Short exercise: Copy all the lines below, requests included, and shift every coordinate in the answer points up by 143.

Dataset:
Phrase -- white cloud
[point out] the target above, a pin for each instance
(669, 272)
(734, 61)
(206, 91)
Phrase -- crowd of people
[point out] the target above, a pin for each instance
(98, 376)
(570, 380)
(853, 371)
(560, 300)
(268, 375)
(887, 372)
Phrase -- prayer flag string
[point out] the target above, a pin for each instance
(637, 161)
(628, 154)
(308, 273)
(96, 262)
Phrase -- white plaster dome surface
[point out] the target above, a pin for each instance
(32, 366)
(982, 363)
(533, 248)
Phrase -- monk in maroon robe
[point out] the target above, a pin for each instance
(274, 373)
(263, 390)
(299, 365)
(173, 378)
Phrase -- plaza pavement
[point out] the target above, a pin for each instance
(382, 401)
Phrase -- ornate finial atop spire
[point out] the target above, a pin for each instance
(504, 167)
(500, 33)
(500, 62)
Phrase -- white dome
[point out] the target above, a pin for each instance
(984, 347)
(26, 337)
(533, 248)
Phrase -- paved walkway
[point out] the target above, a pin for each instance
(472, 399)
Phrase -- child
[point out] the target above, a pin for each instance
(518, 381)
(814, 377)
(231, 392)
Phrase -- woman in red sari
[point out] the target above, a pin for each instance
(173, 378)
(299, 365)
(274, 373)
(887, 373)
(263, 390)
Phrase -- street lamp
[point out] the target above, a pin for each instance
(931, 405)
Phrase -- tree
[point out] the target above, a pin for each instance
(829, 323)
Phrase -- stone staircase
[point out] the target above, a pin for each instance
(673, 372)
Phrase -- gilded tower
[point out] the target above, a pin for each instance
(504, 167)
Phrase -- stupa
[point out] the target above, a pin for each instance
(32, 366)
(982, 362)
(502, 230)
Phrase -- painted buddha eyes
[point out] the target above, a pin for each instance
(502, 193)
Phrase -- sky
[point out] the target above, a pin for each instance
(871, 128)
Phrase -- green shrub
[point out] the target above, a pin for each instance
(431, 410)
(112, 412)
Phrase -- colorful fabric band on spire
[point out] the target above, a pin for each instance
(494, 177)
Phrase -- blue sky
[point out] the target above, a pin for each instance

Task result:
Phrase -- white cloud
[point out] the target above, a pin for each instance
(812, 415)
(877, 204)
(349, 234)
Phrase -- crowd of people
[point out] the target above, a pin for each instance
(241, 519)
(713, 523)
(996, 514)
(703, 443)
(411, 518)
(1030, 515)
Phrase -- prayer flag string
[point out] the target above, a pin for each instance
(780, 304)
(771, 297)
(451, 416)
(239, 405)
Phrase -- white plaster dome surface
[point out] the target above, a pin for each instance
(175, 509)
(1125, 506)
(676, 391)
Phrase -- monk in maroon robe
[point out] the target above, a pin for each instance
(417, 516)
(406, 533)
(442, 508)
(316, 521)
Phrase -- plaza pavement
[point out] the target above, a pin for each instance
(525, 544)
Phrase -- ornate finial atop spire
[point out] the target above, a pin for each instance
(647, 310)
(643, 176)
(643, 205)
Phrase -- white dome
[point out] the target above, a pin for each instance
(1127, 490)
(169, 480)
(676, 391)
Phrase -- paved walkway
[point out] the target above, a pin for each instance
(615, 542)
Phrase -- child
[point out] the target above, a pin for each instance
(661, 524)
(957, 520)
(374, 535)
Phrase -- woman in red sari
[point out] the target above, a pin for each instance
(316, 521)
(442, 508)
(417, 516)
(1030, 516)
(406, 533)
Phrase -- street lamp
[point out] the target above, a pin for each instance
(1074, 548)
Phrase -- tree
[point out] the target above, a pin for each instance
(972, 466)
Phrase -- stone staircase
[point out] the target above, a pin for each instance
(816, 515)
Phrase -- gilded tower
[point out] the target above, a pin for each instance
(647, 310)
Phrase -- stupa
[point out] the target above, a pin for each instance
(175, 509)
(1125, 505)
(645, 373)
Phrase -- painted buddha eyes
[point out] the target above, a pin for each instance
(645, 336)
Phrase -- sky
[point out] the target above, a pin for each instance
(1014, 271)
Phrase -- green shrub
[point out] the target above, a pin for each instance
(574, 553)
(255, 555)
Phrase -- colorful fabric band on spire
[point out] the target above, a pin for each instance
(637, 320)
Phrase -- blue sky
[point out] the target above, a pin for each instance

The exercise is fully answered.